WRITTEN EXERCISE:
Reproduce all of the data exactly.
* * *
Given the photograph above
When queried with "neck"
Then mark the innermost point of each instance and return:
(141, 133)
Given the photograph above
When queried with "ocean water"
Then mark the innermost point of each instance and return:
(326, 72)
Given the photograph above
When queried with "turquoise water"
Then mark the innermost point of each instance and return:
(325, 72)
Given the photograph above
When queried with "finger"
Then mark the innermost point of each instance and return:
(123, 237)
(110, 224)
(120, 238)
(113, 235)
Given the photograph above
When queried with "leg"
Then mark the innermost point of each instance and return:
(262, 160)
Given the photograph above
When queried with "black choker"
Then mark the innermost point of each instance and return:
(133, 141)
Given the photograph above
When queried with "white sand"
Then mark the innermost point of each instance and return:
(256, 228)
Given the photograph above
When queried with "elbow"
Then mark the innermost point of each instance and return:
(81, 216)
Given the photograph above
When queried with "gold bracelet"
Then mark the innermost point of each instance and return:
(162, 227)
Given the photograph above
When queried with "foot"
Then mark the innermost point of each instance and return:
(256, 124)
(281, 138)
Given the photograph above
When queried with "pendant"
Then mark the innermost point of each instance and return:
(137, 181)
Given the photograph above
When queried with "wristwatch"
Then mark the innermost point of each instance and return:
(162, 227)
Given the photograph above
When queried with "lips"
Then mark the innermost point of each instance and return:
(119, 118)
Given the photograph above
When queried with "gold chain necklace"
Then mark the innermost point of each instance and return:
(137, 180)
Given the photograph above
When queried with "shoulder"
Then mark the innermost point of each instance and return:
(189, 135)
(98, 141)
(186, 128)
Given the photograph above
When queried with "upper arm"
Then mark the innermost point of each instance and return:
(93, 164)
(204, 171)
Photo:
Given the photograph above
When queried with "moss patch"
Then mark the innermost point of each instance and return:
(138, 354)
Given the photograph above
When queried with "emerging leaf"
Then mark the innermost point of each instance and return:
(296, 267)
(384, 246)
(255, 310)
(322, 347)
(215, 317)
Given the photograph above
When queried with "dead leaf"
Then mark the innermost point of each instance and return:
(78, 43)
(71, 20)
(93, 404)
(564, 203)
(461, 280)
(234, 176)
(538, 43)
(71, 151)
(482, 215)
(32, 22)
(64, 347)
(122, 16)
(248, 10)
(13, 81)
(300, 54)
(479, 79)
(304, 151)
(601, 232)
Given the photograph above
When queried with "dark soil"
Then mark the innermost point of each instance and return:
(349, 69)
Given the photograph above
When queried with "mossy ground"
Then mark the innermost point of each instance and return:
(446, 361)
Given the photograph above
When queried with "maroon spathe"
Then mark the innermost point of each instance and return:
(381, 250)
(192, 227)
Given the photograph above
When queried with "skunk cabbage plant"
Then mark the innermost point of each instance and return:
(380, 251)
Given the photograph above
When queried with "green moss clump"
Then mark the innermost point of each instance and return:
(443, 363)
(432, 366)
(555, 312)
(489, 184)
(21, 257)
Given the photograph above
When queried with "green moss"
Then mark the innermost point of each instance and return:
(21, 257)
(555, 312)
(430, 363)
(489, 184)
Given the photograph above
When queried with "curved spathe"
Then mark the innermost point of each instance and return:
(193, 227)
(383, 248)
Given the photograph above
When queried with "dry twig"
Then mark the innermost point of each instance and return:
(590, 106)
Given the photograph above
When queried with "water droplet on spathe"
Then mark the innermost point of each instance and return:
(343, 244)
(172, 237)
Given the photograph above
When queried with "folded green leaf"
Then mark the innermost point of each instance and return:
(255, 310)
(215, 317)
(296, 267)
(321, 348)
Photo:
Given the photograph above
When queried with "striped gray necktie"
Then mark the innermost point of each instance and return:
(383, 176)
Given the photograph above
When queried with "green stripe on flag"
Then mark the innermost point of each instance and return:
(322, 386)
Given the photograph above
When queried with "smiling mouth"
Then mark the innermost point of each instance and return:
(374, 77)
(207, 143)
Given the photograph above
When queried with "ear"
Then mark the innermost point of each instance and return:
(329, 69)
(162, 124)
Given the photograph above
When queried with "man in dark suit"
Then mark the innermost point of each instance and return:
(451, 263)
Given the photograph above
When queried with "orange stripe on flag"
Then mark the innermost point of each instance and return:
* * *
ANSWER FOR THIS EXERCISE:
Given the photograph above
When queried with "neck"
Then mark the innermost point of each instance and return:
(141, 133)
Given the photograph above
When queried with "ocean water"
Then mark the innermost point of each instance and return:
(326, 72)
Given the photograph above
When queried with "turquoise water"
Then mark the innermost point of each instance and return:
(325, 72)
Given the photograph above
When queried with "finger"
Then mark the innermost point of each instance and return:
(123, 237)
(110, 224)
(120, 238)
(113, 235)
Given the photograph above
When queried with "leg"
Then mark the innermost point of each instance and return:
(262, 160)
Given the photograph above
When queried with "black choker"
Then mark the innermost point of each instance and return:
(133, 141)
Given the photograph above
When queried with "white sand"
Then mark the innermost point of each instance and return:
(256, 228)
Given the photograph above
When queried with "elbow"
Then mark the innermost point of each instance and return:
(81, 216)
Given the photograph above
When queried with "gold bracelet"
Then mark the innermost point of each instance and return:
(162, 227)
Given the photograph above
When queried with "foot"
Then mark the innermost point of each instance and return:
(256, 124)
(281, 138)
Given the photograph above
When queried with "pendant"
Then mark the innermost point of each instance and return:
(137, 181)
Given the photograph above
When queried with "wristwatch"
Then mark the innermost point of each instance and return:
(162, 227)
Given the photograph above
When queried with "lips"
Then mark the innermost point of each instance and return:
(119, 118)
Given the photograph above
When queried with "gold chain necklace"
Then mark the innermost point of each instance and return:
(137, 180)
Given the photograph above
When queried with "shoulder"
Then mark the innermost point of each instance and return:
(189, 135)
(98, 141)
(186, 128)
Given the photograph above
When queried with "upper arm"
Then mark the innermost point of each instance and return:
(93, 164)
(204, 171)
Photo:
Given the photograph above
When queried with "moss patch"
Then mark the innermost point of each instance and return:
(138, 354)
Given the photograph above
When queried with "emerging leaf"
Then mark the innermost point of each instance and return:
(296, 267)
(384, 246)
(255, 310)
(322, 347)
(215, 317)
Given the photograph above
When queried with "dead leaf"
Then mark the innermost point of each instance and return:
(78, 43)
(71, 20)
(93, 404)
(564, 203)
(461, 280)
(234, 176)
(538, 43)
(71, 151)
(482, 215)
(32, 22)
(64, 347)
(122, 16)
(248, 10)
(13, 81)
(300, 54)
(479, 79)
(304, 151)
(601, 232)
Given the photograph above
When queried with "dark soil"
Then mark the innermost point of each instance and return:
(349, 69)
Given the photograph above
When queried with "mossy ground"
Then mark the innermost point of each instance and return:
(446, 361)
Given the photograph above
When queried with "maroon spathe"
Then mark the innermost point of each instance and return:
(381, 250)
(192, 227)
Given the photograph above
When queried with "skunk cabbage plant"
Then mark the innermost point of each instance and return:
(380, 251)
Given the photograph above
When queried with "green moss clump"
Then mark the innermost point of each instance and return:
(443, 363)
(432, 366)
(555, 312)
(489, 184)
(21, 257)
Given the photograph above
When queried with "green moss"
Then mark the innermost point of each instance and return:
(21, 257)
(555, 312)
(430, 363)
(489, 184)
Given the photograph above
When queried with "curved spathe"
Then mark the innermost point of each instance and return:
(193, 227)
(383, 248)
Given the photograph above
When queried with "dry twig"
Then mark the innermost point of each instance and return:
(590, 106)
Given the photograph above
When queried with "water droplet on spathe"
Then mark the innermost point of each instance and return:
(343, 244)
(172, 237)
Given the photograph above
When queried with "folded green leaf"
Then mark the innermost point of each instance and return:
(255, 310)
(215, 317)
(296, 267)
(321, 348)
Photo:
Given the photograph above
When queried with "striped gray necktie"
Then mark the innermost point of each instance and return:
(383, 176)
Given the photograph above
When queried with "green stripe on flag"
Then mark the innermost point of each instance and return:
(322, 386)
Given the photograph above
When queried with "smiling mouth"
Then mark the innermost point of each instance and return:
(374, 77)
(207, 143)
Given the photograph above
When queried with "ear"
Then mark the innermost point of each instance and return:
(329, 69)
(162, 124)
Given the photograph above
When queried with "man in dark suit"
Then mark the innermost point of each instance and return:
(451, 263)
Given the photograph above
When queried with "orange stripe on flag"
Then mark the innermost point of each instance and return:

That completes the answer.